- **DOSTARCZONE MATERIAŁY**:
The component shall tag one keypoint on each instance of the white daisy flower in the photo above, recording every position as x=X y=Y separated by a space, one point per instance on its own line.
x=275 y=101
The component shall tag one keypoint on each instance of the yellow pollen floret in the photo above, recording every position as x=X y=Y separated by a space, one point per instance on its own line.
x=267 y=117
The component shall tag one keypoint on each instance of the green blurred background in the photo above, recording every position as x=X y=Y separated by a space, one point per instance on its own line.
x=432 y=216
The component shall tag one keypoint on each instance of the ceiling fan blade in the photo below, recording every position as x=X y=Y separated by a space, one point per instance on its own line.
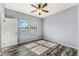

==

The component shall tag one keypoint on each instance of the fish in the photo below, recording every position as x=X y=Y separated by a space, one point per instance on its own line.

--

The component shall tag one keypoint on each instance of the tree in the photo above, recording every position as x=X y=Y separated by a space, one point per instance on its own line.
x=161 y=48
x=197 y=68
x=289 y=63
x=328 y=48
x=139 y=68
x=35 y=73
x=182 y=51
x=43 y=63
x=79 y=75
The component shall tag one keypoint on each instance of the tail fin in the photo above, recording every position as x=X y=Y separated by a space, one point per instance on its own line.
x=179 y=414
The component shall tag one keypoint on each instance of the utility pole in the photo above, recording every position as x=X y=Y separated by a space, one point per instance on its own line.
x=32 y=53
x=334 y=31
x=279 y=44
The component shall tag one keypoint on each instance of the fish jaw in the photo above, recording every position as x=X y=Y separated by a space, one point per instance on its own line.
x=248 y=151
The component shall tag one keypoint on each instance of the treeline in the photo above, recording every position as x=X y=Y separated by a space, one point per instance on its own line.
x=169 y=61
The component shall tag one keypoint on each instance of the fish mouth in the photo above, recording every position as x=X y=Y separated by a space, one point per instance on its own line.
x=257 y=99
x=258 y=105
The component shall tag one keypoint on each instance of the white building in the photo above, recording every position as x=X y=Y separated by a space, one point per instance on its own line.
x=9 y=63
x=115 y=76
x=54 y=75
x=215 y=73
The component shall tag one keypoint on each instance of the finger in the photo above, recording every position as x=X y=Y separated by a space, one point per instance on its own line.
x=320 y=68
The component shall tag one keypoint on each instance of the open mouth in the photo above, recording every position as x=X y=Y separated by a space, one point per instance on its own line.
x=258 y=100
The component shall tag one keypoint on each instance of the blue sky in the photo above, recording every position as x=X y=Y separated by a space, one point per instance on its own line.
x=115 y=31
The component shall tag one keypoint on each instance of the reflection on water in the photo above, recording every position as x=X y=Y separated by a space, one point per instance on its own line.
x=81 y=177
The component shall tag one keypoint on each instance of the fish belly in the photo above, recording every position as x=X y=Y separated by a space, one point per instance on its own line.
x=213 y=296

- **ZADANIE**:
Zamień fragment powyższych wpisów w listę numerowaną bez pustych wierszy. Zacznij od wiersza zawierającego „of the treeline”, a skończ na wierszu zawierającym „x=258 y=105”, włączając oba.

- **WYNIK ZADANIA**:
1. The component shall tag one keypoint on each instance of the treeline in the photo above, recording every position as x=X y=Y separated by a space, one point per instance on its own line.
2. x=169 y=61
3. The component shall tag one keypoint on each instance of the fish mouth in the photo above, recording every position as x=X y=Y separated by a space, one point per instance on its own line.
4. x=257 y=99
5. x=258 y=105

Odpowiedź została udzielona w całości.